--- Extract Enclosed Below ---
# Tokenisation (GSE144735)


Convert the QC-filtered AnnData into ranked gene tokens ready for Geneformer/scGPT fine-tuning.


In [1]:
from google.colab import drive
drive.mount('/content/drive')
%cd /content/drive/MyDrive/geneformer-tumor-classification

Drive already mounted at /content/drive; to attempt to forcibly remount, call drive.mount("/content/drive", force_remount=True).
/content/drive/MyDrive/geneformer-tumor-classification


In [2]:
#%pip uninstall -y jax jaxlib ml-dtypes

In [3]:
# Dependencies
!pip install --quiet -r requirements.txt

In [4]:
from pathlib import Path

import numpy as np
import pandas as pd
import scanpy as sc
from scipy import sparse
from tqdm import trange


In [5]:
PROCESSED_DIR = Path("gse144735/processed")
TOKEN_DIR = PROCESSED_DIR / "tokens"
TOKEN_DIR.mkdir(parents=True, exist_ok=True)

RAW_FILENAME = PROCESSED_DIR / "gse144735_filtered_raw.h5ad"
--- End of Enclosed Extract ---
--- Source information Enclosed Below ---
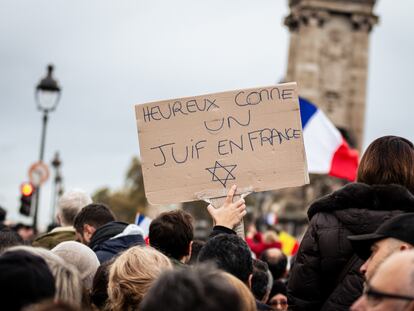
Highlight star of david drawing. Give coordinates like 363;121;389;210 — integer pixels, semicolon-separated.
206;161;237;188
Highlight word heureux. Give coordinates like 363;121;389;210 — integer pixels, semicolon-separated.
150;128;301;166
142;87;294;122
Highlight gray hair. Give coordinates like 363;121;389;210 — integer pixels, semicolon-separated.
58;189;92;226
52;241;100;290
6;245;83;307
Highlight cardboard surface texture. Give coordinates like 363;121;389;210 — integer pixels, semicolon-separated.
135;83;309;204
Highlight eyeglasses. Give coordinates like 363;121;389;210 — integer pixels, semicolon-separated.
270;300;287;307
364;284;414;302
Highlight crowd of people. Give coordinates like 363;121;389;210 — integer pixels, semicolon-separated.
0;136;414;311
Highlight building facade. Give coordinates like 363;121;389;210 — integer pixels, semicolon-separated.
--- End of Enclosed Source information ---
Task 1: Return the part of the notebook from "Convert the QC-filtered" to "drive.mount('/content/drive')", copied word for word.
Task 2:
Answer these questions from the notebook:
(a) Which two models are the gene tokens meant to be fine-tuned with?
(b) From which file are the dependencies installed?
(c) What filename is given for the filtered raw AnnData file?

Answer 1:
Convert the QC-filtered AnnData into ranked gene tokens ready for Geneformer/scGPT fine-tuning.


In [1]:
from google.colab import drive
drive.mount('/content/drive')

Answer 2:
(a) Geneformer and scGPT
(b) requirements.txt
(c) gse144735_filtered_raw.h5ad